WORK REQUEST: The reply should contain all of the data below, word for word.

Point-per-instance localization data:
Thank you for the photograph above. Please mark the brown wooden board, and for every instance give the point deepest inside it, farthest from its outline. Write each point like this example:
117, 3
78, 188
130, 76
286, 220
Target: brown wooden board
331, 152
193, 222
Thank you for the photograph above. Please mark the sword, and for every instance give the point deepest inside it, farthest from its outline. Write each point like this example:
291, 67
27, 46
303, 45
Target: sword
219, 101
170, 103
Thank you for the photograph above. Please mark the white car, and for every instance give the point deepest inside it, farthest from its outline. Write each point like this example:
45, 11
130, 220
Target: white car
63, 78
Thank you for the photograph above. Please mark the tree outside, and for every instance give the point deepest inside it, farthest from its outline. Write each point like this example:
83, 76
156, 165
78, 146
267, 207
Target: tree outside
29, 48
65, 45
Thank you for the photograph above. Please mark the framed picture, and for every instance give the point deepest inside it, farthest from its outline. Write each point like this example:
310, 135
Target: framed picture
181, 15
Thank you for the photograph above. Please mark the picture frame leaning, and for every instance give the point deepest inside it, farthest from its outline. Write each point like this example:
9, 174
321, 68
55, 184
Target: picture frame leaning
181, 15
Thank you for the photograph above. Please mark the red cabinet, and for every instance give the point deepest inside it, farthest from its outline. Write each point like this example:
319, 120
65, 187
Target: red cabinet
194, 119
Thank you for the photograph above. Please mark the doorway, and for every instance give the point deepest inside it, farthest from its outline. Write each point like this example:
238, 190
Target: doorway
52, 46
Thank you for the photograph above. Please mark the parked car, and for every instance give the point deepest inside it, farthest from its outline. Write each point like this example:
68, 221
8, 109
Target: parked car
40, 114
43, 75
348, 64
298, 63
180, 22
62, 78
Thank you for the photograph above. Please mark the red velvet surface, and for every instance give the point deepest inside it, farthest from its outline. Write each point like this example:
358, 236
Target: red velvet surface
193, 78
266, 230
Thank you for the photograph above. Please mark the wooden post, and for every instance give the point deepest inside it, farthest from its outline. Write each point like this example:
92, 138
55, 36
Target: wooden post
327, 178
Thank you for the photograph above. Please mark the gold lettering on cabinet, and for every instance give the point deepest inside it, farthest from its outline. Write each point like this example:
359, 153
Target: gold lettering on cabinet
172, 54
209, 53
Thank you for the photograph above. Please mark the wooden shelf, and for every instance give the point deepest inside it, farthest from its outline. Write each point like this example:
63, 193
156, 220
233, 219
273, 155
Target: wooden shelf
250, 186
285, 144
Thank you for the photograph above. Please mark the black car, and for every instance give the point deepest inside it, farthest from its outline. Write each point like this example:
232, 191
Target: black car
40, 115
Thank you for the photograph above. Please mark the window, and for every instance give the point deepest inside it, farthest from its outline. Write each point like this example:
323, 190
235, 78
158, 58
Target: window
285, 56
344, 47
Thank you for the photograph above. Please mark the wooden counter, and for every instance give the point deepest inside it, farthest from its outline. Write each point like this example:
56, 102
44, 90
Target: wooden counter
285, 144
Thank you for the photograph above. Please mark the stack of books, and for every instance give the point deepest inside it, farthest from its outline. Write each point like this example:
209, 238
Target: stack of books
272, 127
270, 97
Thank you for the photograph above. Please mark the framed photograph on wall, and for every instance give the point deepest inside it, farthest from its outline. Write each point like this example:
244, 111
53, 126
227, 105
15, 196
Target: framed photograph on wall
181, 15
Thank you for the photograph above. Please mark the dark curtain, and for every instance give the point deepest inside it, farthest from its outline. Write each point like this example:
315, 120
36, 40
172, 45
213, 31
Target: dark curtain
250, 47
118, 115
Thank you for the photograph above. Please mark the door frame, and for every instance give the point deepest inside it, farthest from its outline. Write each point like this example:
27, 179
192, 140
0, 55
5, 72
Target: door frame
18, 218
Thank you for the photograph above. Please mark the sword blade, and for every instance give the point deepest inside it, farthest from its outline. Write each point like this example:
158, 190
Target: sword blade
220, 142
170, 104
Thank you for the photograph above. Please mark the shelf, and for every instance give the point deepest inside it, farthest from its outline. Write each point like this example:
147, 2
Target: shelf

YOUR SOLUTION:
Thank you for the photograph above. Please mark the brown wooden board, and for every instance give the point deepest inside it, farthest from its outline. Write each point like this example:
117, 3
78, 188
130, 76
286, 220
Target: brown wooden board
331, 152
193, 222
Thank you for the photograph above. Please mark the sword, and for every instance give the point deepest inside it, farthest from its outline. Write each point like this example:
291, 67
27, 46
303, 45
Target: sword
219, 101
170, 103
Thank you for the photograph above. Please mark the white car, and for every instance give the point deepest inside it, farthest from its outline. Write each point like this example:
45, 11
130, 220
Target: white car
63, 78
Thank you for the photograph above. Please mark the tree outside, and for every instance give the point deepest inside it, farthest from its outline. Write each point like this example:
83, 76
156, 165
78, 146
267, 207
Target: tree outside
29, 48
65, 45
Thank you for the photograph above. Please mark the framed picture, and for every instance give the point deepest inside it, farthest from its outline. Write each point like this example:
310, 135
Target: framed picture
181, 15
Thank you for the photograph above. Please mark the picture frame leaning, and for every instance give the point deepest inside it, farthest from its outline. Write each point like this example:
9, 174
321, 68
55, 184
Target: picture frame leaning
181, 15
Thank you for the photograph above. Please mark the red cabinet, and for every instance give the point deepest inside it, farthest from its outline. Write each point like this example:
319, 120
65, 187
Target: red cabinet
194, 119
Thank you for the photograph above. Please mark the doorway, and for every instance give the point deepest inside it, farthest from its outline. Write each point like this example:
238, 190
Target: doorway
52, 46
Thank you for the photograph above. Please mark the parked car, and for every instance give the point deepest inside it, farthest from its outline. Write each point like this example:
68, 221
8, 109
Target: parked car
40, 114
43, 75
348, 64
298, 63
180, 22
62, 78
Thank you for the photograph above. Please mark the red velvet surface, and for every instance give the point deepest inside it, farthest from its outline. Write each point like this example:
358, 236
Target: red velvet surface
193, 78
266, 230
Thank you for the photograph above. Please mark the wooden post, and for every instance give the point deepest inside it, farthest from its outline. Write each point like this example:
92, 138
55, 36
Target: wooden post
327, 178
Thank you for the photograph above. Please mark the gold lettering on cabinet, and for every instance give the point deepest inside it, farthest from its outline. Write each point like this example:
359, 153
Target: gold lettering on cabinet
172, 54
209, 53
Thank you for the photograph above. Please mark the wooden shelf, and for every instance give the point deepest inside it, farthest from its outline. Write each point like this example:
63, 193
156, 220
233, 219
273, 155
Target: wooden shelf
250, 186
285, 144
Thank you for the photograph above. Please mark the black car, and for every instance give the point deepest inside it, farthest from its outline. Write each point like this example:
232, 191
Target: black car
40, 115
Thank you for the photograph above. Please mark the window, and for every instance give the point deepest inside it, farthest from its outline. Write each point like this example:
323, 190
235, 78
158, 58
Target: window
285, 56
344, 47
Thank you for the photograph above. Please mark the wooden counter, and for every instance give the point deepest inside it, farthest from its outline. Write each point like this example:
56, 102
44, 90
Target: wooden counter
285, 144
Thank you for the photograph above. Please mark the stack of books, and for every instance give the point deepest inside it, farthest from its outline. Write each point like this example:
209, 238
Target: stack of books
272, 127
270, 97
Thank you for the photograph above. Please mark the framed photograph on wall, and for every instance give the point deepest inside it, farthest from its outline. Write each point like this example:
244, 111
53, 126
227, 105
15, 196
Target: framed photograph on wall
181, 15
Thank you for the photograph above. Please mark the dark curtain, and for every instance give the point deepest inside it, farthest from its outline. Write each point like this example:
315, 120
36, 40
172, 45
213, 31
Target: dark curtain
250, 47
118, 115
Thank you for the photograph above. Please mark the door frame, and for every instance give the point deepest inside it, farthest from its outline. Write each point like this example:
27, 179
192, 140
0, 55
5, 72
Target: door frame
18, 218
Thank you for the photograph above. Please mark the sword blade, and for every instance give the point deepest inside it, farthest from its outline. Write each point like this example:
158, 190
Target: sword blade
220, 142
170, 104
Thank you for the photograph above. Please mark the shelf, and for every instance give the point deepest inside it, farthest from its outline. Write each point like this example:
147, 2
Target: shelf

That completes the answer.